* Entries:

○ ○ ○

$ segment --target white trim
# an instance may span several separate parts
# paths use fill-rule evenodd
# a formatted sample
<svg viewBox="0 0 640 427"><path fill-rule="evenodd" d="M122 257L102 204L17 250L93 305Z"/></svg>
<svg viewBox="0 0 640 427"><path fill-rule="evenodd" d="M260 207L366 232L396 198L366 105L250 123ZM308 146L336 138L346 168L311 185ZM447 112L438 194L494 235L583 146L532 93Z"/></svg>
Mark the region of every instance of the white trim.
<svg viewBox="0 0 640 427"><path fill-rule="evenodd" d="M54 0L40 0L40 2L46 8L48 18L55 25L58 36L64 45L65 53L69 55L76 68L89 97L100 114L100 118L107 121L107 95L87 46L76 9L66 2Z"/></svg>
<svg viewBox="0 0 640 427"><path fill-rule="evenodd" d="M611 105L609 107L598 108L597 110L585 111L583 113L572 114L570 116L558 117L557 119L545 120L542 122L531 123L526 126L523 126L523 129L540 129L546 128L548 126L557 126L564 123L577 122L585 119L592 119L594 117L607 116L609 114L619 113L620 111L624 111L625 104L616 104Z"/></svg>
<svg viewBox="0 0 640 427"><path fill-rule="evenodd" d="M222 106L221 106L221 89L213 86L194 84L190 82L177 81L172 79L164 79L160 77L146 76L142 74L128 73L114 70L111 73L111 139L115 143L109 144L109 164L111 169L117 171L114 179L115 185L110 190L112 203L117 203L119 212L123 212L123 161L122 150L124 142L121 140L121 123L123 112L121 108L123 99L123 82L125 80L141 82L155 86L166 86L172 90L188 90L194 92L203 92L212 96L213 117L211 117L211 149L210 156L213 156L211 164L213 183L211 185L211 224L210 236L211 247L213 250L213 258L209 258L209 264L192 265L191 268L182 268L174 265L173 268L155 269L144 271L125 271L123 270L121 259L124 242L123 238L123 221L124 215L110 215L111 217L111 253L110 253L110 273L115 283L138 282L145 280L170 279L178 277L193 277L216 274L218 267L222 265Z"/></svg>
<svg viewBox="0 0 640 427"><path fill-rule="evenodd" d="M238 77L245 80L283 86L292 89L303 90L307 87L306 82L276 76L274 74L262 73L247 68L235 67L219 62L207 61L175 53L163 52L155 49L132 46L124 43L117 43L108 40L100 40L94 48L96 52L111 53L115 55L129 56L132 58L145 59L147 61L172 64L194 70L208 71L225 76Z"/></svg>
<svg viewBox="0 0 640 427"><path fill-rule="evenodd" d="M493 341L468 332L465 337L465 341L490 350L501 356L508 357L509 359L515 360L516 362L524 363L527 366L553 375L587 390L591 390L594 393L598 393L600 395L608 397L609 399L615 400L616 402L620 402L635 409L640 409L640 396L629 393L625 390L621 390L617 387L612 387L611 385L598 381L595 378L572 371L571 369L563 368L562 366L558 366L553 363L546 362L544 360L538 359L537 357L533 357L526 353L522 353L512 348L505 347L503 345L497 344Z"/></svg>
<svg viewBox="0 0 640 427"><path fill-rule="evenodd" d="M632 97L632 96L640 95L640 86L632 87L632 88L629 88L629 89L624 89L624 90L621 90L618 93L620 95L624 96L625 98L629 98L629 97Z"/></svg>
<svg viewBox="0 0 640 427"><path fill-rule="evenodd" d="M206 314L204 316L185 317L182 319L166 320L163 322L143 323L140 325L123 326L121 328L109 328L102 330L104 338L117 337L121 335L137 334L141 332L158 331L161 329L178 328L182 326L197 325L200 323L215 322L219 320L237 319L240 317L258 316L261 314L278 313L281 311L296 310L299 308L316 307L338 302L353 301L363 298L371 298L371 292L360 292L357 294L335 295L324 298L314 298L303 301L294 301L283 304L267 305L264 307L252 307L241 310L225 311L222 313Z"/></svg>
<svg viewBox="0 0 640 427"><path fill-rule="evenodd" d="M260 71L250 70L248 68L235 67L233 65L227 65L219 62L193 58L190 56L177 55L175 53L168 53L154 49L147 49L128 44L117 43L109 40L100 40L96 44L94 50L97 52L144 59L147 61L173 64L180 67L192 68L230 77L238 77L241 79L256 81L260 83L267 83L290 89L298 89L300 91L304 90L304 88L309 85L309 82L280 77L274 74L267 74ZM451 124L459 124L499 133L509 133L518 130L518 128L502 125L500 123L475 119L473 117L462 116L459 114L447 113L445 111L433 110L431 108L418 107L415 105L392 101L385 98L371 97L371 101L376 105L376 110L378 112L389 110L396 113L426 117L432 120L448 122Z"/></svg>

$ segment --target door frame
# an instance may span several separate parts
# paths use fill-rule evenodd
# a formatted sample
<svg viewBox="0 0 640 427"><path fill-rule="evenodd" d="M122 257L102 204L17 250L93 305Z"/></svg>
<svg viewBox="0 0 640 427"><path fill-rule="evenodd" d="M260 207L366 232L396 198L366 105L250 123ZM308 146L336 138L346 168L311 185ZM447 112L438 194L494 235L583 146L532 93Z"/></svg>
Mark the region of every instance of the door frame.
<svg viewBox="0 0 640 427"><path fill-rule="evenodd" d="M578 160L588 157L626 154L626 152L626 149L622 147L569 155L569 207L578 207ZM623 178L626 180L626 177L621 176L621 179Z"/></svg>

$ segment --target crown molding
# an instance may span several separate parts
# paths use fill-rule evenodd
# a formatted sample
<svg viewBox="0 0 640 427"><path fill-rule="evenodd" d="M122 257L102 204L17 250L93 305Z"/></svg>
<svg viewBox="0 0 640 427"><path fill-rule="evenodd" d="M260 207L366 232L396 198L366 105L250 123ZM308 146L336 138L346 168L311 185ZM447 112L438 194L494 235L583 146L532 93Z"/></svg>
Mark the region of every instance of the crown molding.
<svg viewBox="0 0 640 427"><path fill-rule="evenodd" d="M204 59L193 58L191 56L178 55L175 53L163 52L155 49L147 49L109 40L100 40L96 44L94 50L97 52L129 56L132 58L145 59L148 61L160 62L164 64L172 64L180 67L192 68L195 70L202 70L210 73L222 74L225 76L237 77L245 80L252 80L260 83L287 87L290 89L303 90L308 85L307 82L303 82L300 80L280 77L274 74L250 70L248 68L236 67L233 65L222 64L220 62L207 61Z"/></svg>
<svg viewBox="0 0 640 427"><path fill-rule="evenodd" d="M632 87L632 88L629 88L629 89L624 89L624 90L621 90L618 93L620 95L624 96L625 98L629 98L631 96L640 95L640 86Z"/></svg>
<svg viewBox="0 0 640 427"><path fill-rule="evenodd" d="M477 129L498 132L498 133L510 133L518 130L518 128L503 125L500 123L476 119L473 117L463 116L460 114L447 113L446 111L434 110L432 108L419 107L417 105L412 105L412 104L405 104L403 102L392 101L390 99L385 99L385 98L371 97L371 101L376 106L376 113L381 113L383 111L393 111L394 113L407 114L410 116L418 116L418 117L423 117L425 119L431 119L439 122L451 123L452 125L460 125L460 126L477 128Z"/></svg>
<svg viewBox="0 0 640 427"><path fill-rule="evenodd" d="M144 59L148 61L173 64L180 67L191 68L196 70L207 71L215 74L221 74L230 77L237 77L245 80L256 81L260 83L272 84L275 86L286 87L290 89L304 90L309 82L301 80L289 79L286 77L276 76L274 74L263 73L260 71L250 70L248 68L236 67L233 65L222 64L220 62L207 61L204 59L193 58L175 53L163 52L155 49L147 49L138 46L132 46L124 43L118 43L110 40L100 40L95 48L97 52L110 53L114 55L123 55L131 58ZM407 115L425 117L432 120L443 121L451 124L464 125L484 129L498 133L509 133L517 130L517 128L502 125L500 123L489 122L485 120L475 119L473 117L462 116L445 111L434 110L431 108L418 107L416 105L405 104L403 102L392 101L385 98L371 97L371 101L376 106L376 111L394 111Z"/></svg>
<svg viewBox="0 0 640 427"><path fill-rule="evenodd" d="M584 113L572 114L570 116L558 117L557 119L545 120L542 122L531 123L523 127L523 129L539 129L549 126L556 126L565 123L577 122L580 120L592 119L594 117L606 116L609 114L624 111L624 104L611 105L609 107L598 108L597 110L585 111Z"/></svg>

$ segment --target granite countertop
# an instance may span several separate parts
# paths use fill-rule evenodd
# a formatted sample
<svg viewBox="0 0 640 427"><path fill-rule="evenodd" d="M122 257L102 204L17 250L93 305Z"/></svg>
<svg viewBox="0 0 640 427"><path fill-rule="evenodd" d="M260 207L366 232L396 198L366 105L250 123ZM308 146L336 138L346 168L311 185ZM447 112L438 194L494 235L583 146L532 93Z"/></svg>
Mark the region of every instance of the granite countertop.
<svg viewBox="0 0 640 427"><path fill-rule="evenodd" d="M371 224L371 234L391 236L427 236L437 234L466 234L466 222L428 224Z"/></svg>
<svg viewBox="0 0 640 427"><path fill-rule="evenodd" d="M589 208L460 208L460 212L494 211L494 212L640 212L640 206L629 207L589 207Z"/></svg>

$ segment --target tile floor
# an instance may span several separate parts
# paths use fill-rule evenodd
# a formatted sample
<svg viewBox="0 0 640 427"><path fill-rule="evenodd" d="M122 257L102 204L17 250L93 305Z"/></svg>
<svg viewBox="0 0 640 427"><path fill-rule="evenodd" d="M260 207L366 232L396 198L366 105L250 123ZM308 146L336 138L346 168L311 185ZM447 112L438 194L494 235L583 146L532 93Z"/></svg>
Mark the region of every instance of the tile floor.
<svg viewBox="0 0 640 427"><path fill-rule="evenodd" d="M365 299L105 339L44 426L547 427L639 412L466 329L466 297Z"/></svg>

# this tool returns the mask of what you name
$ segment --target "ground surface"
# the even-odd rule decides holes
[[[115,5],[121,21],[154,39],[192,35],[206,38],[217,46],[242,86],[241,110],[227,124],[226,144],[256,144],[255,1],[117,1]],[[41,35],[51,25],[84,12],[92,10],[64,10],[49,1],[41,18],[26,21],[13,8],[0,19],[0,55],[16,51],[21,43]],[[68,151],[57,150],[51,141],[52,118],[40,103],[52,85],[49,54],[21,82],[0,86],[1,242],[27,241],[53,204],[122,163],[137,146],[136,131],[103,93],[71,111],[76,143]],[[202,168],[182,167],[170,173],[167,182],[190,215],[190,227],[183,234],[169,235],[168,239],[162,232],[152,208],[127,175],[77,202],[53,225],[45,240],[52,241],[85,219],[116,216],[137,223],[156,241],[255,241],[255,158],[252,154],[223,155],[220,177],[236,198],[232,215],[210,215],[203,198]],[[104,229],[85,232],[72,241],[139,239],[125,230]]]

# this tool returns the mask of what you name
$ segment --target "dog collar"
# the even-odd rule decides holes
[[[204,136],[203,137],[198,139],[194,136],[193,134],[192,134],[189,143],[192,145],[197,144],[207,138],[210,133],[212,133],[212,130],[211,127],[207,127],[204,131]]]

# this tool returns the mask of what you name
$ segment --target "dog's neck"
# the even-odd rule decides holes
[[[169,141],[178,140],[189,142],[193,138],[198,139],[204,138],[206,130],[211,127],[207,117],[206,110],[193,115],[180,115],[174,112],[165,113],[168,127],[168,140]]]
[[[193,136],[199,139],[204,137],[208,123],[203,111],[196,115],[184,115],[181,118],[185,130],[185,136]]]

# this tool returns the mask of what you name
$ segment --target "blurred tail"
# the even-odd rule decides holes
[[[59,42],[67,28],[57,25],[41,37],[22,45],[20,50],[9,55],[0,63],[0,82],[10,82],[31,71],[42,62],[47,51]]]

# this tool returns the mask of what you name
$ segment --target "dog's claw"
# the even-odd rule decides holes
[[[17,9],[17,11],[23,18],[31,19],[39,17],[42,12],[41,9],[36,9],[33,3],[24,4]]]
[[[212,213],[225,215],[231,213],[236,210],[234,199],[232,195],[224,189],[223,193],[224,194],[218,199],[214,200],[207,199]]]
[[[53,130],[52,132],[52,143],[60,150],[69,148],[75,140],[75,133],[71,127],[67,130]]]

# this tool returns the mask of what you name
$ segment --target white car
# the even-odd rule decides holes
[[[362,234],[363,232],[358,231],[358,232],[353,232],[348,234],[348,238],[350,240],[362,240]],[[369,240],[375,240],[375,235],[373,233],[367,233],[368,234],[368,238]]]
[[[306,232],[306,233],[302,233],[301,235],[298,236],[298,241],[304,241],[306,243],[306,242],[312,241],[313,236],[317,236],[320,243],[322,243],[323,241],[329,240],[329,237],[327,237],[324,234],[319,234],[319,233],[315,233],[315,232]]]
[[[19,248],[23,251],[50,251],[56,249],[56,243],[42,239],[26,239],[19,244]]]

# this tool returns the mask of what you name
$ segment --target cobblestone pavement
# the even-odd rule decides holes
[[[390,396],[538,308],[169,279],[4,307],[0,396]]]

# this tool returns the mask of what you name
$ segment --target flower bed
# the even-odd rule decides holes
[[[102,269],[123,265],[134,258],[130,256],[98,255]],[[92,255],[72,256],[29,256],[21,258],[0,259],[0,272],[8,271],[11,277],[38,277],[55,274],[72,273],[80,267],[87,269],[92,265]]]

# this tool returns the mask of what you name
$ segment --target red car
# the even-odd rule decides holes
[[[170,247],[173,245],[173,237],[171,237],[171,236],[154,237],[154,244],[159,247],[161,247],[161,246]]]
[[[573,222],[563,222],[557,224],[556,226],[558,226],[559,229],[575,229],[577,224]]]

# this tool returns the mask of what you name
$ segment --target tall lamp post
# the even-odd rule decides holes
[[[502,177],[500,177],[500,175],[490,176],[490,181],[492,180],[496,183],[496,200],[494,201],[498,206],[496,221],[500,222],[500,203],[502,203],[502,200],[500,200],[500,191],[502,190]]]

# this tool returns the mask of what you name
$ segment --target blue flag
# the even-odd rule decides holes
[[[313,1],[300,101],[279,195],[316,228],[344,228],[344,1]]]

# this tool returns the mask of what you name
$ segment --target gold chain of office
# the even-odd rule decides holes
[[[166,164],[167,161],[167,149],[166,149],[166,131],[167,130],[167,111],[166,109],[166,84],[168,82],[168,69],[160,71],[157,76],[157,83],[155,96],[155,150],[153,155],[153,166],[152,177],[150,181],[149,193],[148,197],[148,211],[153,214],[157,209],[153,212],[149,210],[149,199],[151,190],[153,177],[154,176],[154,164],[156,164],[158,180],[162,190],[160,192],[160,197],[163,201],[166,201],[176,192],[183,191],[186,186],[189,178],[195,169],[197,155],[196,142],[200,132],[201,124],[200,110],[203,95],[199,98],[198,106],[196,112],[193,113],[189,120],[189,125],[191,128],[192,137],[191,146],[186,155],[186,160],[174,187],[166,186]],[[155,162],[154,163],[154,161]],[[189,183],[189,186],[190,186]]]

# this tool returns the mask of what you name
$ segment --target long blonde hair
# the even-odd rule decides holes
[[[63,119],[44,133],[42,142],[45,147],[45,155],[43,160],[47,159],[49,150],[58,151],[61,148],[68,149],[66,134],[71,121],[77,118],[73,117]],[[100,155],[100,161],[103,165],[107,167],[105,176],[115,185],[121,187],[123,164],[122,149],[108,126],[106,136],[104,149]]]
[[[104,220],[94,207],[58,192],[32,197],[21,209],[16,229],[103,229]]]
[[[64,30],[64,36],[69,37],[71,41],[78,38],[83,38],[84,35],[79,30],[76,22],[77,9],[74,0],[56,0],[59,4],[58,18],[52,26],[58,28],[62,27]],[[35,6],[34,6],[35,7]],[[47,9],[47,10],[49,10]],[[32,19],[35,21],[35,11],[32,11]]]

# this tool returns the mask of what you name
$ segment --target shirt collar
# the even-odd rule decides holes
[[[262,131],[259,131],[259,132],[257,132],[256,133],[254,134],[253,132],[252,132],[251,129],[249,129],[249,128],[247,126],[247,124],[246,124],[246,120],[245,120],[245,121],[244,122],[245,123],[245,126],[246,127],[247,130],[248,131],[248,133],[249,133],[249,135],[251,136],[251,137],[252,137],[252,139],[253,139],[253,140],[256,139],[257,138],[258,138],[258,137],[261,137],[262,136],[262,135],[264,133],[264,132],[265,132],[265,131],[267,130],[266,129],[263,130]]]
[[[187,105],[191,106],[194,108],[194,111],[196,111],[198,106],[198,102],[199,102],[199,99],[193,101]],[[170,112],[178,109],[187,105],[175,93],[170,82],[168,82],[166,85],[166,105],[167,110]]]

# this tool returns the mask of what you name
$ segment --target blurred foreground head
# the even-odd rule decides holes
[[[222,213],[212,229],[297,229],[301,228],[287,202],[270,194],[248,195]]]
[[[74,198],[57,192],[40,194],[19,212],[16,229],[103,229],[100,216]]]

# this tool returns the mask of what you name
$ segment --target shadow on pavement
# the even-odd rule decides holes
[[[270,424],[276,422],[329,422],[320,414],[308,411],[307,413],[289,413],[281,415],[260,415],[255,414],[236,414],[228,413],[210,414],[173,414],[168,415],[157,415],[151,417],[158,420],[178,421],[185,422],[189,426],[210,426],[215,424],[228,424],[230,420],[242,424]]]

○ ○ ○

* Required task: Please convert the entries from the start through the line containing "106L221 106L221 89L213", both ends included, into a two-column CSV with the headers input and output. Give one row per entry, with its text under input and its answer under output, each in a single quoted field with line breaks replaced by spaces.

* Response:
input,output
"$ segment --target white trim # an instance may span several separate parts # paths use fill-rule evenodd # a formatted sample <svg viewBox=""0 0 640 427""><path fill-rule=""evenodd"" d=""M122 257L102 204L17 250L93 305Z""/></svg> <svg viewBox=""0 0 640 427""><path fill-rule=""evenodd"" d=""M260 207L366 232L396 198L366 105L250 123ZM308 146L336 138L346 168L311 185ZM447 112L438 194L494 235L583 146L532 93Z""/></svg> Mark the region of every instance of the white trim.","<svg viewBox=""0 0 640 427""><path fill-rule=""evenodd"" d=""M54 0L40 0L40 2L46 8L48 18L55 25L58 36L64 45L65 53L69 55L76 68L89 97L100 114L100 118L107 121L107 95L87 46L76 9L66 2Z""/></svg> <svg viewBox=""0 0 640 427""><path fill-rule=""evenodd"" d=""M611 105L609 107L598 108L597 110L585 111L583 113L572 114L570 116L558 117L557 119L545 120L542 122L531 123L526 126L523 126L523 129L540 129L546 128L548 126L557 126L564 123L577 122L585 119L592 119L594 117L607 116L609 114L619 113L620 111L624 111L625 104L616 104Z""/></svg> <svg viewBox=""0 0 640 427""><path fill-rule=""evenodd"" d=""M222 106L221 106L221 89L213 86L194 84L190 82L177 81L172 79L164 79L160 77L146 76L142 74L128 73L114 70L111 73L111 139L115 143L109 144L109 164L111 169L117 171L114 179L115 185L110 190L112 203L117 203L119 212L123 212L123 161L122 150L124 142L121 140L121 123L123 112L121 108L123 99L123 82L125 80L141 82L155 86L166 86L172 90L188 90L194 92L203 92L212 96L213 117L211 117L211 149L210 156L213 156L211 164L213 183L211 185L211 224L210 236L211 247L213 250L213 258L209 258L209 264L192 265L191 268L182 268L174 265L173 268L155 269L144 271L125 271L123 270L121 259L124 242L123 238L123 221L124 215L110 215L111 217L111 253L110 253L110 273L115 283L138 282L145 280L170 279L178 277L193 277L216 274L218 267L222 265Z""/></svg>"